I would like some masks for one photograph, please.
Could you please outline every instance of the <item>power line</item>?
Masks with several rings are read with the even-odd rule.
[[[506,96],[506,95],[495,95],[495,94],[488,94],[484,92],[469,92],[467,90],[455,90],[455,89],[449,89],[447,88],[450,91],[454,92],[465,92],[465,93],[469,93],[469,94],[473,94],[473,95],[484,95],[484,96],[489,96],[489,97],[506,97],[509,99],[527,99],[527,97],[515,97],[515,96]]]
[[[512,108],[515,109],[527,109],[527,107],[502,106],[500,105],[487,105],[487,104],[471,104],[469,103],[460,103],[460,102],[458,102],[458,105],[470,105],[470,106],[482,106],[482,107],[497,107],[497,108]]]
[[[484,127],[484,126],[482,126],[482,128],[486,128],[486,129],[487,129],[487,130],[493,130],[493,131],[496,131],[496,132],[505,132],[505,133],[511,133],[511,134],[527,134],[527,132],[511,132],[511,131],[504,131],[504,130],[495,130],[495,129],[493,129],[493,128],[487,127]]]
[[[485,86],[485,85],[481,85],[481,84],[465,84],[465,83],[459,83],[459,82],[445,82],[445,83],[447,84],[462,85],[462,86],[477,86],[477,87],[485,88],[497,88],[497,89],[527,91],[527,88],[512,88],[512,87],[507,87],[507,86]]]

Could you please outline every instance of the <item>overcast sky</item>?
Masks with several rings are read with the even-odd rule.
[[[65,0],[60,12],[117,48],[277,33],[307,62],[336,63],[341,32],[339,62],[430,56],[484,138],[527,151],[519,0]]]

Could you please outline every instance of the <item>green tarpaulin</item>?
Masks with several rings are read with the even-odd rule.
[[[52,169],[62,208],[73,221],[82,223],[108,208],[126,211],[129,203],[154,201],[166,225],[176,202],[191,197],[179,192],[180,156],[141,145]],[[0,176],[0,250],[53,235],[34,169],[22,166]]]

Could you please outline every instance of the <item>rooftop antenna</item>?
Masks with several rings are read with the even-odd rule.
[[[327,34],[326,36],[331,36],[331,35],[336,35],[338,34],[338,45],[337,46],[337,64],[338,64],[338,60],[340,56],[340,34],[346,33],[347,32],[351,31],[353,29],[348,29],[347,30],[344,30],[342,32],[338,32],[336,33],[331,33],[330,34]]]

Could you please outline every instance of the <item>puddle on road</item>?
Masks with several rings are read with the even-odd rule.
━━━━━━━━
PROBLEM STATEMENT
Reproduce every item, substituting "trace" wherever "outline" appears and leaving all other text untouched.

OUTPUT OF THE TASK
I would like some masks for one photograph, please.
Could you please trace every instance of the <item>power line</item>?
Masks with several rings are read with the even-odd rule.
[[[506,96],[506,95],[495,95],[495,94],[488,94],[484,92],[469,92],[467,90],[455,90],[455,89],[449,89],[447,88],[450,91],[454,92],[465,92],[465,93],[469,93],[469,94],[473,94],[473,95],[484,95],[484,96],[489,96],[489,97],[506,97],[509,99],[527,99],[527,97],[515,97],[515,96]]]
[[[512,108],[515,109],[527,109],[527,107],[502,106],[500,105],[487,105],[487,104],[471,104],[469,103],[460,103],[460,102],[458,102],[458,105],[470,105],[470,106],[482,106],[482,107],[497,107],[497,108]]]
[[[484,127],[484,126],[482,126],[482,128],[486,128],[486,129],[487,129],[487,130],[493,130],[493,131],[496,131],[496,132],[505,132],[505,133],[511,133],[511,134],[527,134],[527,132],[511,132],[511,131],[504,131],[504,130],[495,130],[495,129],[493,129],[493,128],[487,127]]]
[[[485,86],[485,85],[481,85],[481,84],[465,84],[465,83],[459,83],[459,82],[445,82],[445,83],[447,84],[462,85],[462,86],[477,86],[477,87],[485,88],[497,88],[497,89],[527,91],[527,88],[512,88],[512,87],[507,87],[507,86]]]

Could you please trace every instance of the <item>overcast sky</item>?
Masks with several rings are read with the even-odd rule.
[[[65,0],[60,12],[117,48],[277,33],[307,62],[336,63],[341,32],[339,62],[430,56],[484,138],[527,151],[519,0]]]

Could you please trace every instance of the <item>green tarpaulin</item>?
Masks with several rings are read with the even-odd rule.
[[[52,169],[62,208],[73,221],[82,223],[108,208],[126,211],[129,203],[154,201],[166,225],[176,202],[191,197],[179,192],[180,156],[141,145]],[[0,176],[0,250],[53,235],[34,169],[22,166]]]

Could you please trace every instance of the <item>rooftop antenna</item>?
Masks with several rings are read with the even-odd rule.
[[[327,34],[326,36],[331,36],[331,35],[336,35],[338,34],[338,45],[337,46],[337,64],[338,64],[338,60],[340,56],[340,34],[346,33],[347,32],[351,31],[353,29],[348,29],[347,30],[344,30],[342,32],[338,32],[336,33],[331,33],[330,34]]]

Could you please trace every instance of the <item>puddle on road</item>?
Masks with several rings are read with the even-odd rule.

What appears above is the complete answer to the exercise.